▶ **WORK INSTRUCTIONS**
• 1. From the text on databases and types, reproduce the part from "On the other" up to and including "down arrow key.", replacing "down arrow key" with "Page Down key".
• 2. List every product name that appears in the Product table in the text on databases and types.
• 3. Answer these questions from the text on databases and types:
(a) What is the set of tables with their columns called?
(b) What does the database do when a table has multiple keys?
(c) What cost does the Product table list for Eggs?

▶ **PASSAGE TO READ**
◆ ◆ ◆
Databases are full of tables. Sprawling tables. Rectangular, with columns and rows. Flatter than Iowa. There are no files or folders in a database; no junk drawers, no hidden pockets where you can put stuff.
The information you want to store can be intertwined, and users' needs can seem to overlap. Laying out a database can feel like flattening an orange peel.
Memes can help us understand what databases do, and how to use them. First I'll introduce databases with a spreadsheet analogy. Then I'll describe some type theory, and show how it helps with database design.
Spreadsheets

A database is like a spreadsheet with a rigid structure. Databases have tables, like spreadsheets have sheets. Each table has a defined set of columns; each row has exactly those fields.
The set of tables with their columns is called the database's "schema".
Performance can be similar between databases and spreadsheets.
Say the rows of your sheet are ordered by some column. If you want to find a row using that column, you can grab the scrollbar and very quickly get there.
On the other hand, if you want to find a row by any other column, the table isn't ordered for you. For those searches you can't use your scroll bar; you have to use your down arrow key.
Like spreadsheets, database tables can be ordered by columns of theirs. Such a column is called a "key" of the table. A table can have multiple keys. If it does, the database will save duplicate copies of the table, ordered different ways. The database does this under the hood - as a programmer you just declare a table's keys and then use them.
All tables have at least one "primary key". No two rows of a table may have the same primary key value - you can tell any two rows of a table apart by their primary keys.
Types

A type is a kind of thing. If you can say "here's an X", then X is a type.
Month is a type. You can tell it is, because you can say "here's a month". And here's a month: October. October is called an "instance", or a "proof" of month. Integer is a type, and 3 is an integer.
You can say that text is a type, and that "may the force be with you" is (a) text. Mass nouns can be types too.
Not all types have instances. Find me a 9-foot-tall person, if you can. And some types can never be instanced: you can't make a square circle.
Types are requirements we can communicate to each other. Once a type has been communicated, when someone says "I have an instance of that type we talked about" we all know what that means. If you somehow did construct a square circle, you could show me and I'd be very impressed.
Integer is a type, but number is not. If you gave me an irrational number and I was ancient Greek, I would exclaim "That's not a number!" Something can only be a type to the extent that everybody agrees what the instances are.
A table is a type. The rows of the table are the type's instances. That is, a table is a kind of thing and its rows are the ones of them that exist.
Let's say you have a set of products that you sell. Here's a picture of a Product table that your database might have.
Column names are along the top. Keys are in bold.
Product
Name | Cost | Image URL |
Shoes | 30 | http://imgur.com/shoes.jpg |
Bubble Wrap | 40 | http://imgur.com/bubble_wrap.jpg |
Eggs | 10 | http://imgur.com/egg.png |
Each row of this table contains everything you need to form an "instance" or a "proof" of Product: a title, a cost, and an image to show the user.
◆ ◆ ◆
▶ **MATERIAL PROVIDED**
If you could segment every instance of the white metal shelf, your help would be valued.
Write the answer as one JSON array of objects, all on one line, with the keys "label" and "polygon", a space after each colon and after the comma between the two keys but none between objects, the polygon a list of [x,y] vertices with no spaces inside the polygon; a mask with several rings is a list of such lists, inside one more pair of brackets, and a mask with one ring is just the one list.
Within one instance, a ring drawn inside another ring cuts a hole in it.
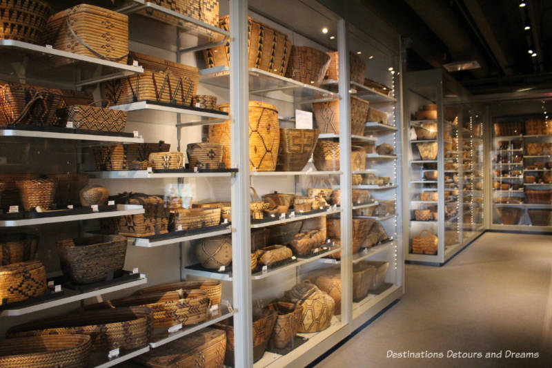
[{"label": "white metal shelf", "polygon": [[139,285],[143,285],[148,282],[148,279],[146,275],[141,275],[140,278],[123,282],[121,284],[107,287],[103,289],[97,289],[91,291],[78,293],[69,289],[64,289],[64,296],[59,299],[52,299],[46,300],[43,302],[31,304],[28,307],[22,307],[18,309],[4,309],[0,311],[0,317],[13,317],[16,316],[23,316],[30,313],[37,312],[39,311],[43,311],[61,305],[64,305],[73,302],[78,302],[88,298],[101,296],[112,293],[114,291],[119,291],[119,290],[125,290],[130,289]]}]

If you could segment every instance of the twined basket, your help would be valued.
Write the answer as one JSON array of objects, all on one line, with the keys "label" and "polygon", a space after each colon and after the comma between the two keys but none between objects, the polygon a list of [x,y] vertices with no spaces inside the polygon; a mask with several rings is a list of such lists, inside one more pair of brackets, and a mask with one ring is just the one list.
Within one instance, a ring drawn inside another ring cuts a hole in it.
◆ ◆ ◆
▶ **EXERCISE ANSWERS**
• 1.
On the other hand, if you want to find a row by any other column, the table isn't ordered for you. For those searches you can't use your scroll bar; you have to use your Page Down key.

• 2.
Shoes
Bubble Wrap
Eggs

• 3.
(a) The database's "schema".
(b) It saves duplicate copies of the table, ordered different ways.
(c) 10.